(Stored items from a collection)
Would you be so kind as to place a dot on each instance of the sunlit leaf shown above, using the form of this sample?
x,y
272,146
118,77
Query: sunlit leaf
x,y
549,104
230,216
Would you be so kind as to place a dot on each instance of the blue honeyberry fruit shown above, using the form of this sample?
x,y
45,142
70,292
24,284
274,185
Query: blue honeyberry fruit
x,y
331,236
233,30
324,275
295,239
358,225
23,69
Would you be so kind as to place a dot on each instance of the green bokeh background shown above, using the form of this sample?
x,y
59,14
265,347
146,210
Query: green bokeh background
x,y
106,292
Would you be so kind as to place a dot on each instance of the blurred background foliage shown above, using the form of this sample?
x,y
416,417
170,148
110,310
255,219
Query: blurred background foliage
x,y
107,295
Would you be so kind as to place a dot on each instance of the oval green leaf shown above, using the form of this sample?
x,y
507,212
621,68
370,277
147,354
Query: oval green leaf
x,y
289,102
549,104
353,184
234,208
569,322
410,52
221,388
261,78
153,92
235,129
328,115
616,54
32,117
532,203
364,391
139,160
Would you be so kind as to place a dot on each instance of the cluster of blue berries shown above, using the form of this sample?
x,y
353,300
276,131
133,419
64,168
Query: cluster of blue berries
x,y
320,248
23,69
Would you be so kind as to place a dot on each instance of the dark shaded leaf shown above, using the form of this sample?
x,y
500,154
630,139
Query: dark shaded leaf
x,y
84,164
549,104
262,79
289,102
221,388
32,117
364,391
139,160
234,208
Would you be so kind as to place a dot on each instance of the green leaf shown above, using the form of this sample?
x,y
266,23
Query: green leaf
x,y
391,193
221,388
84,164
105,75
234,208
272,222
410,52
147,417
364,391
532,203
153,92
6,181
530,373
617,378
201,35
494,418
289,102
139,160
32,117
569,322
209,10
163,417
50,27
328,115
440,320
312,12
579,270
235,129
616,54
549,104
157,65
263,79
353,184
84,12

* WHAT YOU ARE ASKED TO DO
Starting at the line that contains "of the dark" and continuing through the last line of the items, write every line out again. Shift each answer coordinate by adding 26 to both of its numbers, and leave every other number unchanged.

* WORKED SOLUTION
Would you be so kind as to place a dot on each instance of the dark shaded leaf shown above, using the form of this sample?
x,y
500,154
630,139
Query: dark shaded leaf
x,y
110,190
575,130
288,105
315,128
247,414
58,143
390,417
165,186
260,234
Would you be so kind as to place a dot on each instance of the green leaf shown above, using the form of this sample?
x,y
266,23
Query: green leaf
x,y
417,219
247,414
110,190
131,101
260,234
298,248
436,78
173,443
390,417
558,229
179,118
32,207
556,399
643,404
227,61
520,444
315,128
165,186
58,143
595,348
235,36
189,443
76,53
354,141
466,346
338,38
605,296
261,155
642,80
575,130
183,91
289,105
379,210
110,38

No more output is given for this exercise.